(EXERCISE DATA begins)
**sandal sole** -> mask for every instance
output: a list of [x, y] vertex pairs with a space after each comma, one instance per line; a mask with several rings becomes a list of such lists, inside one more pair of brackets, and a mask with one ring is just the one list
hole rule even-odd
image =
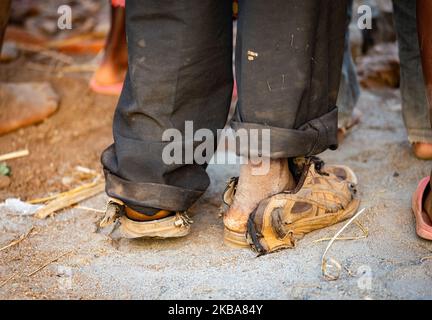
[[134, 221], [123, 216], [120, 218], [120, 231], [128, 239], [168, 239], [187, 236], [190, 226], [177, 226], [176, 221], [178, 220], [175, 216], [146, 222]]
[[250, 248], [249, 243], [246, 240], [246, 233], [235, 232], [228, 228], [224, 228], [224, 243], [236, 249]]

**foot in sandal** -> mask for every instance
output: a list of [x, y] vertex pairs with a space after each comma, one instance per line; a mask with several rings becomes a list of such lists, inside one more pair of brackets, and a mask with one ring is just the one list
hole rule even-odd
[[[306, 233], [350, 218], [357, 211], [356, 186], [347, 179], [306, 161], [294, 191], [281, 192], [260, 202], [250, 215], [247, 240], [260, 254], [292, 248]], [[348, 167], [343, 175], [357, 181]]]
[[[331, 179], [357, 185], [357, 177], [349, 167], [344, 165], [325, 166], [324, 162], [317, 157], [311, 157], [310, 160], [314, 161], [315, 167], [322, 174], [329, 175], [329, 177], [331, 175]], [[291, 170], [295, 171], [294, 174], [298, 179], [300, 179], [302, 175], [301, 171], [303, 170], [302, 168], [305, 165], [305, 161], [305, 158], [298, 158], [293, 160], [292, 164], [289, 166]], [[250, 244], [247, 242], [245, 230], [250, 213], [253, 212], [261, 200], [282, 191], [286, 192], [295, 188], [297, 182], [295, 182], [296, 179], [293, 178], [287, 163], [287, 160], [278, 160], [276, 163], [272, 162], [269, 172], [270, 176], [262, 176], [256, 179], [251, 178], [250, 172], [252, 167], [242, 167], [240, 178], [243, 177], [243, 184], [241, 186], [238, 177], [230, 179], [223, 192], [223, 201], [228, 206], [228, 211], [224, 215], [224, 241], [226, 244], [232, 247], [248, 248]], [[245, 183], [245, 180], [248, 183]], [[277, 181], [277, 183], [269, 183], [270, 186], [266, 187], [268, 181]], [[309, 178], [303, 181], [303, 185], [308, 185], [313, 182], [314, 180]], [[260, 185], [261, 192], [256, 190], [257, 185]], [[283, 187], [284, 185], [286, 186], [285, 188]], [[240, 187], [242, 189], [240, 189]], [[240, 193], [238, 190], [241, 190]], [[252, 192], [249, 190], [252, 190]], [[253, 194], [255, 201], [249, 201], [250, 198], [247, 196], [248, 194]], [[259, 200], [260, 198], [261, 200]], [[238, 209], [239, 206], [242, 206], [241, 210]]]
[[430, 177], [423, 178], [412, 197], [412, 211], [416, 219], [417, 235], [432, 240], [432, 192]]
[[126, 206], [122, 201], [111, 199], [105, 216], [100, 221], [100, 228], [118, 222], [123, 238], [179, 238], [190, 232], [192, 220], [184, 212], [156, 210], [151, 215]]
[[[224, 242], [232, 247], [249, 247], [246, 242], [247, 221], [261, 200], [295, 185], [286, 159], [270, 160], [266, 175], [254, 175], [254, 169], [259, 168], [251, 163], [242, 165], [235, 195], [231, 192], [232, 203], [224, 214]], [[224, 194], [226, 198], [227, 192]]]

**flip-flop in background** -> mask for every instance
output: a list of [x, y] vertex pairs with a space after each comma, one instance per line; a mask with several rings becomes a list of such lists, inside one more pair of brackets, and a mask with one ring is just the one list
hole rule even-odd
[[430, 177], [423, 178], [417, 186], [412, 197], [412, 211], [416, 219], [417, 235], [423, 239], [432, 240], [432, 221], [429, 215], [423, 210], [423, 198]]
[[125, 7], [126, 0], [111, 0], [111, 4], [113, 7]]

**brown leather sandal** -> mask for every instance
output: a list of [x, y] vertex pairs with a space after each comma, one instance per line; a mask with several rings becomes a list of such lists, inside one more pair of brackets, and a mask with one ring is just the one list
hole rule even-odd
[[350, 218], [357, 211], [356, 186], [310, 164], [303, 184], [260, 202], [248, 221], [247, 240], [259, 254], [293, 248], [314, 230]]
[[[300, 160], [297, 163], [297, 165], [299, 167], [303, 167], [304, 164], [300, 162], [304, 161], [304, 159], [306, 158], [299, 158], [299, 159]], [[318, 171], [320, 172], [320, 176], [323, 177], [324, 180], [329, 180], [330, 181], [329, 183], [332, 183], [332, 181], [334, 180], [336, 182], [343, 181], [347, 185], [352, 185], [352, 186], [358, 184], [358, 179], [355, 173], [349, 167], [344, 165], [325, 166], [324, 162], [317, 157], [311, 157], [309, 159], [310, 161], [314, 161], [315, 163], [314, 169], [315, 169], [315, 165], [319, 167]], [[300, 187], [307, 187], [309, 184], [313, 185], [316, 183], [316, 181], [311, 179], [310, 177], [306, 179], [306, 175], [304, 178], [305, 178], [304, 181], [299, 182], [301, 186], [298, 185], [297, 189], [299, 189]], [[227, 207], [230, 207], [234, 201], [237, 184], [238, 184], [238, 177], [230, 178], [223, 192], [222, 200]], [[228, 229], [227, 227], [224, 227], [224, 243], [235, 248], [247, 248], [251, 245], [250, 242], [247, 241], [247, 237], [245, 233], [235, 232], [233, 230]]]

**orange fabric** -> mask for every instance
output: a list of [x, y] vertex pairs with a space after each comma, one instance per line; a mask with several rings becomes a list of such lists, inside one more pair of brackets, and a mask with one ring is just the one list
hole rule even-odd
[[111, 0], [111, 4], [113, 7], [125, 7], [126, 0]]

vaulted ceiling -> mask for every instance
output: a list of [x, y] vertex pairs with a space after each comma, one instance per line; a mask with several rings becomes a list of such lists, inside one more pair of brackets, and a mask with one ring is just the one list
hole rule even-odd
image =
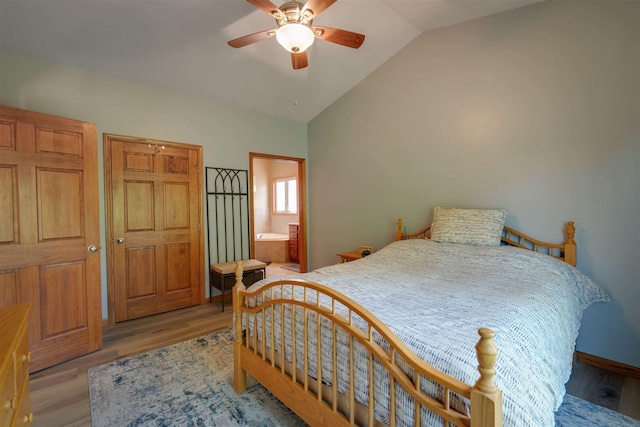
(EXERCISE DATA ends)
● WORK REQUIRED
Print each entry exactly, leaving pictures out.

● SOLVED EXERCISE
**sandal sole** -> mask for every instance
output: a list of [x, y] vertex pairs with a space after each comma, one instance per line; a mask with several rings becomes a list of such lists, inside one more pair of brackets, and a mask with one ring is just the one list
hole rule even-odd
image =
[[134, 221], [123, 216], [120, 218], [120, 231], [128, 239], [168, 239], [187, 236], [190, 226], [177, 226], [176, 221], [178, 220], [175, 216], [146, 222]]
[[250, 248], [249, 243], [246, 240], [246, 233], [235, 232], [228, 228], [224, 228], [224, 243], [236, 249]]

**foot in sandal** -> mask for every instance
output: a list of [x, y] vertex pairs with a space after each comma, one instance per line; a mask with several rings becomes a list of such lists, inside one more pair of brackets, and a mask with one ring is just the one list
hole rule even-odd
[[[306, 233], [350, 218], [357, 211], [356, 186], [347, 179], [306, 161], [294, 191], [281, 192], [260, 202], [250, 215], [247, 240], [260, 254], [292, 248]], [[348, 167], [343, 175], [357, 181]]]
[[[331, 179], [357, 185], [357, 177], [349, 167], [344, 165], [325, 166], [324, 162], [317, 157], [311, 157], [310, 160], [314, 161], [315, 167], [322, 174], [329, 175], [329, 177], [331, 175]], [[291, 170], [295, 171], [294, 174], [298, 179], [300, 179], [302, 175], [301, 171], [303, 170], [302, 168], [305, 165], [305, 161], [305, 158], [298, 158], [293, 160], [292, 164], [289, 166]], [[250, 244], [247, 242], [245, 230], [250, 213], [253, 212], [261, 200], [282, 191], [286, 192], [295, 188], [297, 182], [295, 182], [296, 179], [293, 178], [287, 163], [287, 160], [278, 160], [276, 163], [272, 162], [269, 172], [270, 176], [262, 176], [256, 179], [251, 178], [250, 172], [252, 167], [242, 167], [240, 178], [243, 177], [243, 184], [241, 186], [238, 177], [230, 179], [223, 192], [223, 201], [228, 206], [228, 211], [224, 215], [224, 241], [226, 244], [232, 247], [248, 248]], [[245, 183], [245, 180], [248, 183]], [[277, 181], [277, 183], [269, 183], [270, 186], [266, 187], [268, 181]], [[309, 178], [303, 181], [303, 185], [308, 185], [313, 182], [314, 180]], [[260, 185], [261, 192], [256, 190], [257, 185]], [[283, 187], [284, 185], [286, 186], [285, 188]], [[240, 187], [242, 189], [240, 189]], [[240, 193], [238, 190], [241, 190]], [[252, 192], [249, 190], [252, 190]], [[253, 194], [255, 201], [249, 201], [250, 198], [247, 196], [248, 194]], [[259, 200], [260, 198], [261, 200]], [[238, 209], [239, 206], [242, 206], [241, 210]]]
[[430, 177], [423, 178], [412, 197], [412, 211], [416, 219], [417, 235], [432, 240], [432, 192]]
[[126, 206], [122, 201], [111, 199], [105, 216], [100, 221], [100, 228], [118, 222], [123, 238], [179, 238], [190, 232], [192, 220], [184, 212], [156, 210], [151, 215]]
[[[224, 242], [232, 247], [249, 247], [246, 242], [247, 221], [261, 200], [295, 185], [286, 159], [270, 160], [266, 175], [254, 175], [254, 169], [259, 168], [251, 163], [242, 165], [235, 195], [231, 192], [232, 203], [224, 214]], [[224, 194], [226, 198], [227, 192]]]

**flip-flop in background** -> mask for every instance
output: a list of [x, y] vertex pairs with a space after each comma, one instance per line; a mask with several rings becomes a list of such lists, inside one more pair of brackets, and a mask with one ring is just the one list
hole rule even-odd
[[430, 177], [423, 178], [417, 186], [412, 197], [412, 211], [416, 219], [417, 235], [423, 239], [432, 240], [432, 221], [429, 215], [423, 210], [423, 198]]
[[125, 7], [126, 0], [111, 0], [111, 4], [113, 7]]

**brown leather sandal** -> mask for every instance
output: a list of [x, y] vertex pairs with a space after each comma, one instance per line; a mask with several rings becomes a list of such lists, inside one more pair of brackets, and a mask with one ring is just the one list
hole rule even-odd
[[350, 218], [357, 211], [356, 186], [310, 164], [303, 184], [260, 202], [248, 221], [247, 240], [259, 254], [293, 248], [314, 230]]
[[[300, 160], [297, 163], [297, 165], [299, 167], [303, 167], [304, 164], [300, 162], [304, 161], [304, 159], [306, 158], [299, 158], [299, 159]], [[318, 171], [320, 172], [320, 176], [323, 177], [324, 180], [329, 180], [330, 181], [329, 183], [332, 183], [332, 181], [334, 180], [336, 182], [343, 181], [347, 185], [352, 185], [352, 186], [358, 184], [358, 179], [355, 173], [349, 167], [344, 165], [325, 166], [324, 162], [317, 157], [311, 157], [309, 159], [310, 161], [314, 161], [315, 163], [314, 169], [315, 169], [315, 165], [319, 167]], [[300, 187], [307, 187], [309, 184], [313, 185], [316, 183], [316, 181], [311, 179], [310, 177], [306, 179], [306, 175], [304, 178], [305, 178], [304, 181], [299, 182], [301, 186], [298, 185], [297, 189], [299, 189]], [[227, 207], [230, 207], [234, 201], [237, 184], [238, 184], [238, 177], [230, 178], [223, 192], [222, 200]], [[228, 229], [227, 227], [224, 227], [224, 243], [235, 248], [247, 248], [251, 245], [250, 242], [247, 241], [247, 237], [245, 233], [235, 232], [233, 230]]]

**orange fabric** -> mask for every instance
output: a list of [x, y] vertex pairs with a space after each comma, one instance per line; a mask with several rings becomes a list of such lists, inside one more pair of brackets, and a mask with one ring is just the one list
hole rule even-odd
[[111, 0], [111, 4], [113, 7], [125, 7], [126, 0]]

vaulted ceiling -> mask for every instance
output: a list of [x, y] vertex pairs with a space after each comma, one instance per line; a mask with several rings becomes a list of such lists, inside one more pair of brackets, and a mask with one ring is just the one list
hole rule even-odd
image =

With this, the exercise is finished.